*** Opening of DATA ***

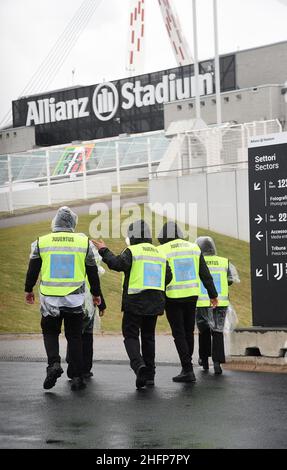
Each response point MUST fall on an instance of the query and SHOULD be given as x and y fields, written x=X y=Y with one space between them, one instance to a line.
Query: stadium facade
x=252 y=87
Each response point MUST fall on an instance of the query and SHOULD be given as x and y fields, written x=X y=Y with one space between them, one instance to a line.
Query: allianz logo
x=106 y=99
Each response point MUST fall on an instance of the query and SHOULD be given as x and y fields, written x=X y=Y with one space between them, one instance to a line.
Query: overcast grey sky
x=29 y=29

*** Close of DATA ***

### EXERCISE DETAILS
With no pictures included, write out the entries exactly.

### RESPONSE
Each response point MUST fall on an instance of the query and SHOULD be given as x and y fields, written x=X y=Y with one space between them, one instance to a line.
Query: stadium facade
x=252 y=87
Each response point MUST fall on an instance of the query and SHOULD be given as x and y fields, written x=X y=Y with one space between them, one instance to a line.
Query: allianz logo
x=106 y=99
Each response point MUST fall on an instance of the query and SHOULD be given as x and y fields, written x=X y=Y with one space between them, one instance to a line.
Query: overcast grey sky
x=29 y=29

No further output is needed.